* **Work to complete**
Copy the records in the stretch from the line containing "Where can the bathroom wall" through the line containing "<point>7,13</point>", replacing "hand towel" with "bath towel" and keeping everything else the same. Omit the picture from your reply.

**********

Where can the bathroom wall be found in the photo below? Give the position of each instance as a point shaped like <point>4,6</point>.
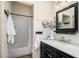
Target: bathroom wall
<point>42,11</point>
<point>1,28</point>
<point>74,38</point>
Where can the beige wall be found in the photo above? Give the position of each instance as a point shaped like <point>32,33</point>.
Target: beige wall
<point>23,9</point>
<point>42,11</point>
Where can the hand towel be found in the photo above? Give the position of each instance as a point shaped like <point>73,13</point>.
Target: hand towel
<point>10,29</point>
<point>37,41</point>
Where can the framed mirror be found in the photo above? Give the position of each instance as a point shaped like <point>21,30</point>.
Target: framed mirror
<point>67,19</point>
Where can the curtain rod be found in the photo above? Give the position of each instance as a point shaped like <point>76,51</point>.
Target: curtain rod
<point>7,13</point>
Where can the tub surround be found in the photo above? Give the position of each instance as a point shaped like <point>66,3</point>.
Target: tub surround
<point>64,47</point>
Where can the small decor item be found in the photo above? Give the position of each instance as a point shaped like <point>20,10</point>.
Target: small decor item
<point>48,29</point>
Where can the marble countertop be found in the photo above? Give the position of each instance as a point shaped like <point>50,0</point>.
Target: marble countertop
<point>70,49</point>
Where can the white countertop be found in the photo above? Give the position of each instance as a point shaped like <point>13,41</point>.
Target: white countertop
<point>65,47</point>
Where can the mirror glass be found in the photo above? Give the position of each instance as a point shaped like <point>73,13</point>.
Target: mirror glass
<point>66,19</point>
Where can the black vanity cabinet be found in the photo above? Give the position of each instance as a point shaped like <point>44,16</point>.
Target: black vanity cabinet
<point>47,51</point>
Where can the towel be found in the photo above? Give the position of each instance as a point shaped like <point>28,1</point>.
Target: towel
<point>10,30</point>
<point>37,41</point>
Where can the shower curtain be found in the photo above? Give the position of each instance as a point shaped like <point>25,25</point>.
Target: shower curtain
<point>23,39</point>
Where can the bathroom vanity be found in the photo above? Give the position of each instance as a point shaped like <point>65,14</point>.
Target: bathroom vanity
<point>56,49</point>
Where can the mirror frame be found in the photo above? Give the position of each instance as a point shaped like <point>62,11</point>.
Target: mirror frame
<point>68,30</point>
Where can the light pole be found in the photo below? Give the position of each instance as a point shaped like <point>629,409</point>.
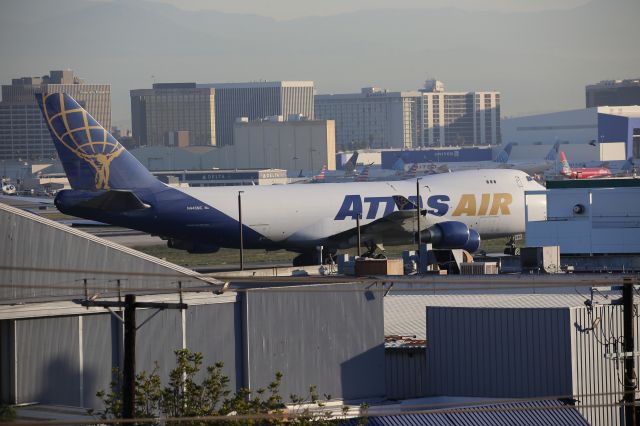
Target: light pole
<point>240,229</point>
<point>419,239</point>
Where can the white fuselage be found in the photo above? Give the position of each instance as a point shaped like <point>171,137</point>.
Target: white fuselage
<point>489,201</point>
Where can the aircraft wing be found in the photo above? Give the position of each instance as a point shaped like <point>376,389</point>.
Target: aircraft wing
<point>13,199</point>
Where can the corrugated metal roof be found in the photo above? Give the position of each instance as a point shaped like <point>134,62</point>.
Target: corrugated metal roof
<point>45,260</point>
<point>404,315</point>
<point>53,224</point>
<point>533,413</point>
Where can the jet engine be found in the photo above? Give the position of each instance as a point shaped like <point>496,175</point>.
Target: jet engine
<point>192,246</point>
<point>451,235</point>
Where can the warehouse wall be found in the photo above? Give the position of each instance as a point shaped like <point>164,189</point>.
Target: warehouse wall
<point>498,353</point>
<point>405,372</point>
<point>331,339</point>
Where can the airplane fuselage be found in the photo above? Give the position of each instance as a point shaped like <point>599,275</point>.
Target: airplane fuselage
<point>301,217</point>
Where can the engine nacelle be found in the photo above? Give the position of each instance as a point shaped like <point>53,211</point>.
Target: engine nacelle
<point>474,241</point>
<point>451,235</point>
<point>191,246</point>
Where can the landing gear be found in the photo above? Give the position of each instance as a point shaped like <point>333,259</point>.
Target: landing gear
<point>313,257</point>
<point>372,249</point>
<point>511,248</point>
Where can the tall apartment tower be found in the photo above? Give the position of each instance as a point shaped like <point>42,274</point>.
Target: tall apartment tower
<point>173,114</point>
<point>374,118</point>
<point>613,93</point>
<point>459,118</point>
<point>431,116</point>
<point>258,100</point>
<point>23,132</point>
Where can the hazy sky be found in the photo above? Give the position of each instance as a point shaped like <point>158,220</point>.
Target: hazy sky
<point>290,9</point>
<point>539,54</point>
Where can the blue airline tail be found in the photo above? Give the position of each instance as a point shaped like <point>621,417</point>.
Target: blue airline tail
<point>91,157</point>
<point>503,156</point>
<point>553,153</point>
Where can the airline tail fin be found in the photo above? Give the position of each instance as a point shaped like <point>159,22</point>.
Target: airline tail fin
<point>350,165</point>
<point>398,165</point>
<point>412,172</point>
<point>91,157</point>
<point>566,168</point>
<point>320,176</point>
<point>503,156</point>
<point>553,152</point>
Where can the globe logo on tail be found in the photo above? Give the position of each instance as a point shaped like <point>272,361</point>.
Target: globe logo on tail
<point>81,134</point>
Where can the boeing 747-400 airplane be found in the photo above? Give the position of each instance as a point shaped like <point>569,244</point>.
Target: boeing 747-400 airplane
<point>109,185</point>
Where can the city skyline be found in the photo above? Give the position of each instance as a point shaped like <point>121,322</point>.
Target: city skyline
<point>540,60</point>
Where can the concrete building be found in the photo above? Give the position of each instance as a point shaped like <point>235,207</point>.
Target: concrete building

**********

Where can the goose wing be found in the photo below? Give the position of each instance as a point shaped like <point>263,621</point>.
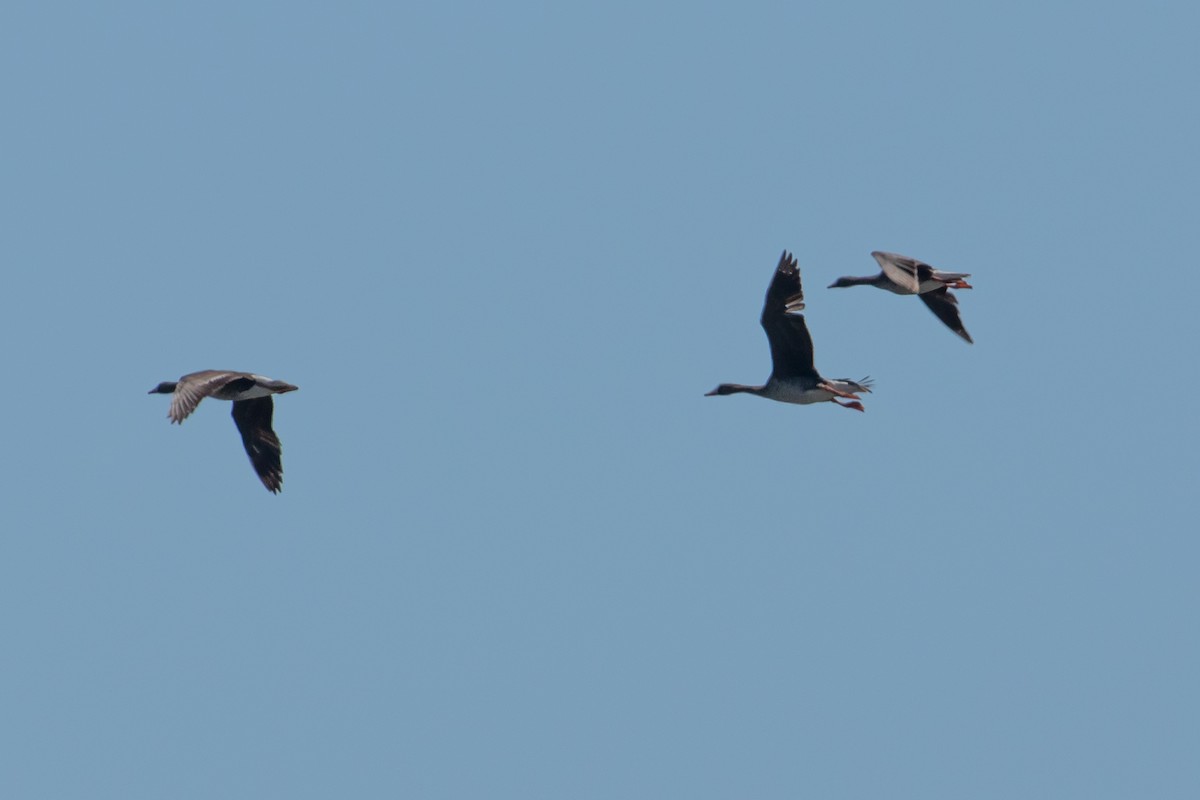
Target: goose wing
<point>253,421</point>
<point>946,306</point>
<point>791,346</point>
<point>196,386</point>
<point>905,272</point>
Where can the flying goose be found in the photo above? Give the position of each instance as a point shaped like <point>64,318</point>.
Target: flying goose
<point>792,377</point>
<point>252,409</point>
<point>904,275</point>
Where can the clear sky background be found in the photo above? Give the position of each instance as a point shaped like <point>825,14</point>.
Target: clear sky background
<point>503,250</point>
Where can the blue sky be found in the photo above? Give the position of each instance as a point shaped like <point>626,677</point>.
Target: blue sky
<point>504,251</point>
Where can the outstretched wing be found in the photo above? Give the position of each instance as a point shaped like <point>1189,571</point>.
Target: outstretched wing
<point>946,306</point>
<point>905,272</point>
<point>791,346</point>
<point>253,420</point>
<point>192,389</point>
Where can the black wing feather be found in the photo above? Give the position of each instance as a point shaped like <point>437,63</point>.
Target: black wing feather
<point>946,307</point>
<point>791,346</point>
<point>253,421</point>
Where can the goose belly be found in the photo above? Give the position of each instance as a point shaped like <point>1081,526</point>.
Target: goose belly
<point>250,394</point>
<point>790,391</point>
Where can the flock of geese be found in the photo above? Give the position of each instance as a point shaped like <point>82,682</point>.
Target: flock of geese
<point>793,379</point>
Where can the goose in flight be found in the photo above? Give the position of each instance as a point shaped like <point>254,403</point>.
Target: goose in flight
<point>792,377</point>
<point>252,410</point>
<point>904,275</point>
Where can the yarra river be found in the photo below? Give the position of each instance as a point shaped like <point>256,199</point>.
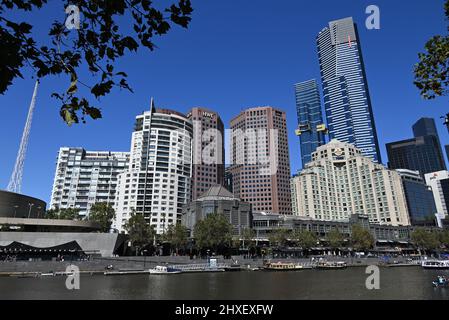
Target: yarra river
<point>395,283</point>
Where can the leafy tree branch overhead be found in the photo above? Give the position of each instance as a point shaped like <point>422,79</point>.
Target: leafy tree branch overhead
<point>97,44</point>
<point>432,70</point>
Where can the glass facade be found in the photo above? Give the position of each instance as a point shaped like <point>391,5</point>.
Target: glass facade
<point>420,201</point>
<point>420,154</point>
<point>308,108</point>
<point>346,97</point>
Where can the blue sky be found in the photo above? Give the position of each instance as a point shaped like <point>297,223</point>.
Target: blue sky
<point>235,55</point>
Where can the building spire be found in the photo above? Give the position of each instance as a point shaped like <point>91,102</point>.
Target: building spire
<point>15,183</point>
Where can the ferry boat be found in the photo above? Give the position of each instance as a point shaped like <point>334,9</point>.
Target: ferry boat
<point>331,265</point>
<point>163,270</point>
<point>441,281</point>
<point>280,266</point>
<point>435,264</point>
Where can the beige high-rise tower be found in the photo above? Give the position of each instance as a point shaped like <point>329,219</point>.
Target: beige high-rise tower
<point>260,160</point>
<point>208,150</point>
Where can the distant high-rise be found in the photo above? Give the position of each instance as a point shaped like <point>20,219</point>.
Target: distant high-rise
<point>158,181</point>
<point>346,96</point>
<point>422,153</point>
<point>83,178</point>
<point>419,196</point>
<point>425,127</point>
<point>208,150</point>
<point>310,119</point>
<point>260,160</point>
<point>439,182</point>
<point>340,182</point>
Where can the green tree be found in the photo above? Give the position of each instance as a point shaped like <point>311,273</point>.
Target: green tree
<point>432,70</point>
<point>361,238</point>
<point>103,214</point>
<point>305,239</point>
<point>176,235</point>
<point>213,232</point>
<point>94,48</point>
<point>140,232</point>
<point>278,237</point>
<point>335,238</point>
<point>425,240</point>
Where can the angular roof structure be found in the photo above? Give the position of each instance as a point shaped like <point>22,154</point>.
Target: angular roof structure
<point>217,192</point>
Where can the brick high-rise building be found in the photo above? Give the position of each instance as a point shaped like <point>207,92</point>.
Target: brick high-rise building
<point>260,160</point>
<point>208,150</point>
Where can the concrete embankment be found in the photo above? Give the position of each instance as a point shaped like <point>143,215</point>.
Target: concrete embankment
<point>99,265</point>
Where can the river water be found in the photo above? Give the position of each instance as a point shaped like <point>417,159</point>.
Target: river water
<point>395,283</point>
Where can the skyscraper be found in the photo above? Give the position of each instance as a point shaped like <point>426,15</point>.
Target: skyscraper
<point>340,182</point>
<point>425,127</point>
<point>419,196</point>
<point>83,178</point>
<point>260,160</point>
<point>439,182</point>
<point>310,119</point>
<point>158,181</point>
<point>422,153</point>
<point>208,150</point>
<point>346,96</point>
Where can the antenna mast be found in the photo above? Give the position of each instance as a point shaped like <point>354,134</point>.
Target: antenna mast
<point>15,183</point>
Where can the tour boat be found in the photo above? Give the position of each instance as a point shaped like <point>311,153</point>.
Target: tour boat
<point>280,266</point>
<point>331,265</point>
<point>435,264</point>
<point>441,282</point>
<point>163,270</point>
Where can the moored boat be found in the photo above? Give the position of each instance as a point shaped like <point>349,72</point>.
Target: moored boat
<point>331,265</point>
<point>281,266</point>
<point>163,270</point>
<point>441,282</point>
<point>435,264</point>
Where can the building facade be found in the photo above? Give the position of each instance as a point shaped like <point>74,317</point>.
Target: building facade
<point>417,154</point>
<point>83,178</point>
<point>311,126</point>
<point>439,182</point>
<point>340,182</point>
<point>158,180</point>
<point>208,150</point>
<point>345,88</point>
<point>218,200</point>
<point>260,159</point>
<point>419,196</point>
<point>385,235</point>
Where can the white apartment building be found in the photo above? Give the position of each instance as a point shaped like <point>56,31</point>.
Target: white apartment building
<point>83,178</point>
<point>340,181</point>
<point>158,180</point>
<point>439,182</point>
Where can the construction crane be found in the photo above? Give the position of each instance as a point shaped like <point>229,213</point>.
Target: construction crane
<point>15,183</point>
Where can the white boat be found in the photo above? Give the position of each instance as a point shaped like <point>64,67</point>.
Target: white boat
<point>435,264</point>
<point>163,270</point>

**********

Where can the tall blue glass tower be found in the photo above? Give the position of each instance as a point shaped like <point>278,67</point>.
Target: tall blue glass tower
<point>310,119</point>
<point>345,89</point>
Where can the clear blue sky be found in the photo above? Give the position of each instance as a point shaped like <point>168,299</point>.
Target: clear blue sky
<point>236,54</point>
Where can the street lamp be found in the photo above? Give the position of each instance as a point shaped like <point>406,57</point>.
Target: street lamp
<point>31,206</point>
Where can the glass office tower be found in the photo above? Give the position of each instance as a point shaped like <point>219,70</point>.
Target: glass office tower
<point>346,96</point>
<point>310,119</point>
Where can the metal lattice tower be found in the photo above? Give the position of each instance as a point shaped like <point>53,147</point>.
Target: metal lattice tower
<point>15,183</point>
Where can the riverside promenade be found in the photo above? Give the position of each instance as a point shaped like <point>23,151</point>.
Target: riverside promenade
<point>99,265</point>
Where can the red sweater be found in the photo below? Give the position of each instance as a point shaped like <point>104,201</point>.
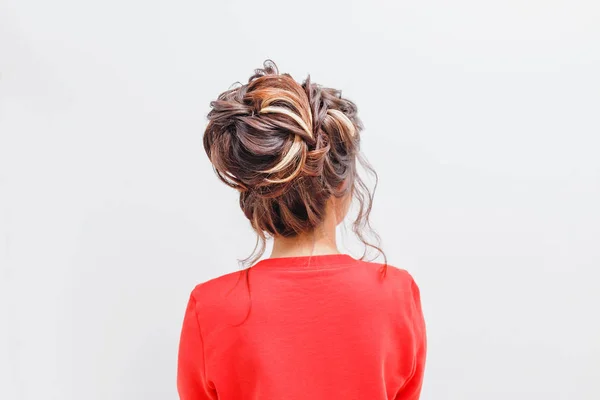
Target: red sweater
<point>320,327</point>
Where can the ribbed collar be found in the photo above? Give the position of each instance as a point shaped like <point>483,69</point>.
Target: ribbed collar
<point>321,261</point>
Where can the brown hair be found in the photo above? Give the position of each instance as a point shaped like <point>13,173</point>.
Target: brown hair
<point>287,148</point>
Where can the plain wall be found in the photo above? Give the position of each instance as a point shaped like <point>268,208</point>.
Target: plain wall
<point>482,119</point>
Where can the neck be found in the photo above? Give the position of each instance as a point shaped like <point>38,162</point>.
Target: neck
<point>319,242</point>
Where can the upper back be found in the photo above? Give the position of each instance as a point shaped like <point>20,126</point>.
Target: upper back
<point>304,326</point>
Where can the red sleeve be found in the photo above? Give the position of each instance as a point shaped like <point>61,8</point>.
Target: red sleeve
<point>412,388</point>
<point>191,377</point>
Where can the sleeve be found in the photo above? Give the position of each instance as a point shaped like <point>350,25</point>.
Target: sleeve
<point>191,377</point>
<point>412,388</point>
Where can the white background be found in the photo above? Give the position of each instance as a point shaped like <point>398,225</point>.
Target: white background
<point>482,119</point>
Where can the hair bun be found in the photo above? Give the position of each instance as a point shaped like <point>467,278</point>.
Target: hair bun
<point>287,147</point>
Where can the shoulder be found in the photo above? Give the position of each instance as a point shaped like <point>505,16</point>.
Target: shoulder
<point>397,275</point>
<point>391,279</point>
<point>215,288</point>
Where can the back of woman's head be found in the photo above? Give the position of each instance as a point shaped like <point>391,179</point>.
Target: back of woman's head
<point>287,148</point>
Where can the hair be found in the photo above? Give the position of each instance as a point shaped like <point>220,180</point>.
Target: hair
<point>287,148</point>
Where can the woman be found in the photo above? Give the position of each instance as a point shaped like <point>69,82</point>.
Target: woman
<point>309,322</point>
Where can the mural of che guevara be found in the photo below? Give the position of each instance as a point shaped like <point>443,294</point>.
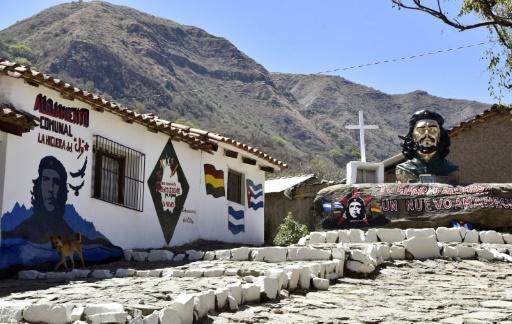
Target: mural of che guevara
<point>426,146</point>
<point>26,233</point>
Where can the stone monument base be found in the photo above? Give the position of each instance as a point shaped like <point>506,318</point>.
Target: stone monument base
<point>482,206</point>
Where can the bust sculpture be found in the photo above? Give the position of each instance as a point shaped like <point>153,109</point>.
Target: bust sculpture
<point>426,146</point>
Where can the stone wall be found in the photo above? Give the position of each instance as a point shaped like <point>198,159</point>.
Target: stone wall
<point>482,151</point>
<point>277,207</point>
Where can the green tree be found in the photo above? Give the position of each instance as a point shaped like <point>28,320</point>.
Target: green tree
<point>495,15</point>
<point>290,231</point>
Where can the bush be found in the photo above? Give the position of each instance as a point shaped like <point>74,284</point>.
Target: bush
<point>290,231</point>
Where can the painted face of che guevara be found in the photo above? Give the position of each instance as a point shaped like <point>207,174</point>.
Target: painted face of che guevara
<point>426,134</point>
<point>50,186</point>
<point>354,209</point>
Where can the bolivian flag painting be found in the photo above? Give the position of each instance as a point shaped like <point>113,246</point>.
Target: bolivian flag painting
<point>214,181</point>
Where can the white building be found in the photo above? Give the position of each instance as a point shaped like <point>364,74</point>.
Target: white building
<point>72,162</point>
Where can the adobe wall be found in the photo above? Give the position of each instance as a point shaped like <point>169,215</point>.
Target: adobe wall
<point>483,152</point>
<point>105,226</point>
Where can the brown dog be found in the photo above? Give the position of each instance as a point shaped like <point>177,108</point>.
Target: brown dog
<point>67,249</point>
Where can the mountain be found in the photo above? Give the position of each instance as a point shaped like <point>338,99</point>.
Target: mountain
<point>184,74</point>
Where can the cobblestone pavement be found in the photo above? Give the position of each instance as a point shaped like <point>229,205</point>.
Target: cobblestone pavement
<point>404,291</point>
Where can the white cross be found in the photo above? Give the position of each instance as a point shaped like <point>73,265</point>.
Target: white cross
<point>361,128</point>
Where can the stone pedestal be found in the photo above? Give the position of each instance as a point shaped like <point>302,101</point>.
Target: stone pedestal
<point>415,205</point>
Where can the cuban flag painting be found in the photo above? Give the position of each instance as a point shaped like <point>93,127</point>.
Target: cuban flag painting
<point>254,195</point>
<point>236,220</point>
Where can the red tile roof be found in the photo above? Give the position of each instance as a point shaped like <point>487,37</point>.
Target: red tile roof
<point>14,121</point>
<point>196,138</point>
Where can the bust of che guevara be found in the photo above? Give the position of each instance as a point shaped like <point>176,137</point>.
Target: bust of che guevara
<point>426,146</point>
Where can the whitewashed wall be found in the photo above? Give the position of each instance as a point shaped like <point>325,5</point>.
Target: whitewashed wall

**********

* **Output of the exercise**
Where can the bathroom wall be found in the photo below? Give the position of each instance as a point shaped like <point>4,6</point>.
Target: bathroom wall
<point>42,11</point>
<point>1,28</point>
<point>74,38</point>
Where can the beige wall be found in the photo above? Give the position of each instance as a point shaped like <point>32,33</point>.
Target: beige wall
<point>23,9</point>
<point>42,11</point>
Where can the bath towel be found in the photo above? Give the position of each instance as a point shaped like <point>73,13</point>.
Target: bath towel
<point>10,29</point>
<point>37,41</point>
Where can the framed mirror be found in the photo above? Give the position of each instance as a point shaped like <point>21,30</point>.
Target: framed mirror
<point>67,19</point>
Where can the curtain rod be found in the photo above? Give the position of each instance as a point shaped like <point>76,51</point>.
Target: curtain rod
<point>7,13</point>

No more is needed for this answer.